----- EXCERPT PROVIDED
There are number of arguments on either side of the issue - I'd say that
there's definitely no completely right or wrong answer, so you're exactly
where you should be IMO.  :)

Using split tunneling allows you to reap performance gains since all of
your traffic doesn't need to come all the way back to your campus in order
to go back out again.  In addition, you'll cut down on things like abuse
complaints that get tracked back to a campus IP address because a user
forgot to turn off VPN before his/her kid started running P2P file sharing
software on the home computer.

Depending on what you use your VPN for, you might need to tunnel traffic to
off-campus networks anyway, usually for things like 3rd party licensed
content through your library.  Again depending on how many of those entries
you need and how many slots you have available to define your split tunnel
entries on your concentrator, this might become a bear to manage, and you
might end up tunneling so much stuff that it'd be easier to just tunnel
everything anyway.
----------
----- EXCERPTED DATA
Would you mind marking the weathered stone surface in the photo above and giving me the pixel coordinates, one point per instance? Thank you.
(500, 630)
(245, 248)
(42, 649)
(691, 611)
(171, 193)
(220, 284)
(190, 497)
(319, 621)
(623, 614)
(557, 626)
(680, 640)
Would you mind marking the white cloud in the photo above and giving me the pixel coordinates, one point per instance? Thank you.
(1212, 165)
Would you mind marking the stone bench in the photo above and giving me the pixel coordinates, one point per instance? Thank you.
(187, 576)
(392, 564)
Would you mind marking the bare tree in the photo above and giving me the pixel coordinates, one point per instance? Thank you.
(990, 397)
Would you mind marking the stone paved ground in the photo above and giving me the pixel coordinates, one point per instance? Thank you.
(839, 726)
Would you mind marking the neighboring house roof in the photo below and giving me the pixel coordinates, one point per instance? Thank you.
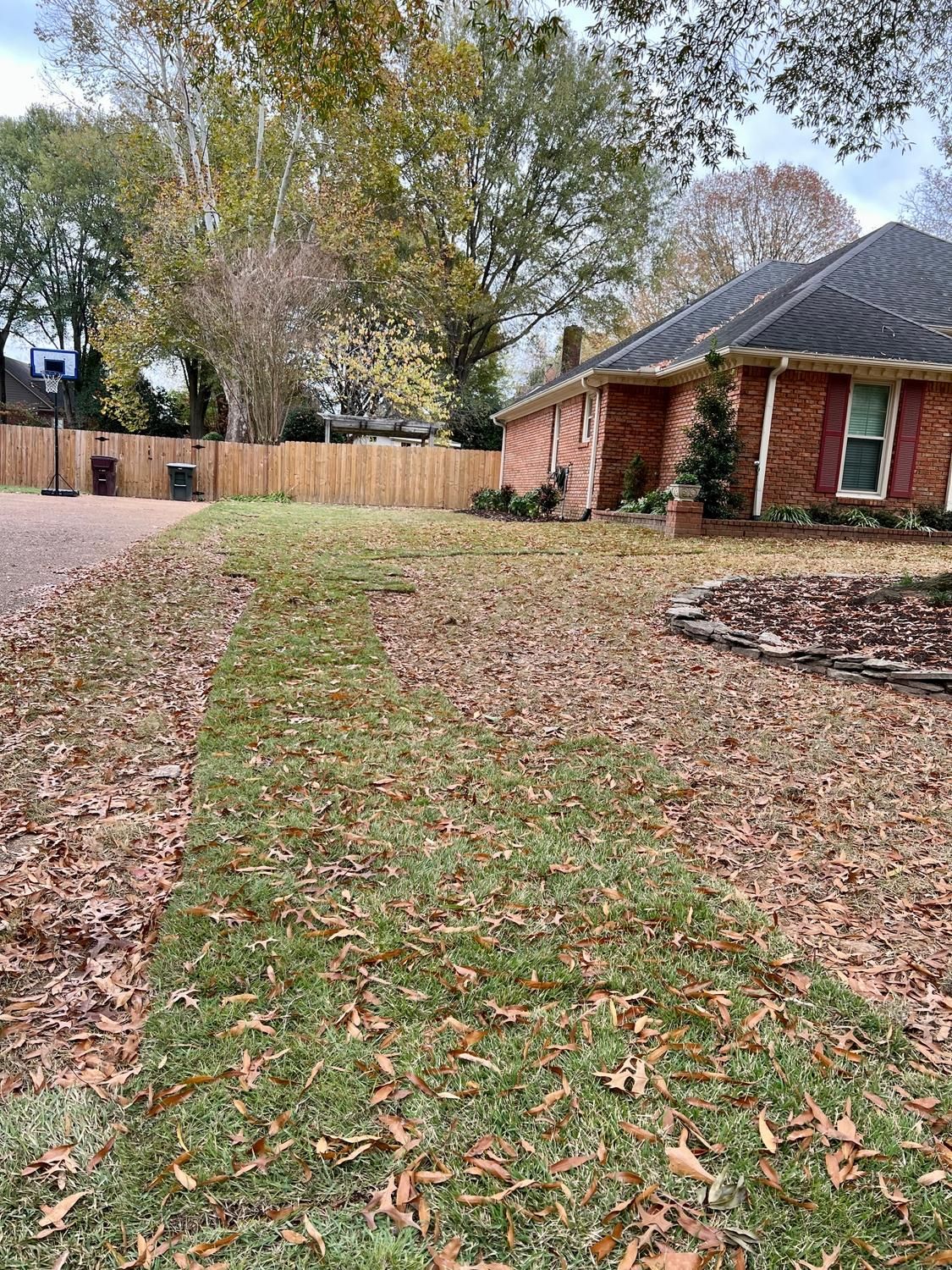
(876, 299)
(20, 389)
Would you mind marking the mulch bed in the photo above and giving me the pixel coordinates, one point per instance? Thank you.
(850, 614)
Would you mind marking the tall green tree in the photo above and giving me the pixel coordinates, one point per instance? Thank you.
(78, 226)
(512, 180)
(20, 246)
(848, 75)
----------
• _TASK DETAILS_: Write the next part of the discussion of VPN split tunneling, beginning after its final sentence.

• _EXERCISE ANSWER_:
A definite argument against using split tunneling, again depending on how
your campus network is set up, is that you have basically set up your
clients as a pathway from the public Internet to what could be rather
sensitive parts of your internal campus network.  So someone from the
Internet could compromise your remote client computer and then use that to
access your campus network.  If you didn't use split tunneling, then the
client computer might not be as accessible.  Again this all depends on how
you have your campus network set up and what you're using the VPN for.

You may also run into increased support costs with split tunneling due to
the routing complexity that users need to be aware of.  So education and
documentation become even more important than with an easier non-split
tunneling setup.

Here at NU, our traditional VPN service does not use split tunneling, but
our SSL VPN service, which is targeted at specific audiences, usually more
technically-savvy, does use split tunneling.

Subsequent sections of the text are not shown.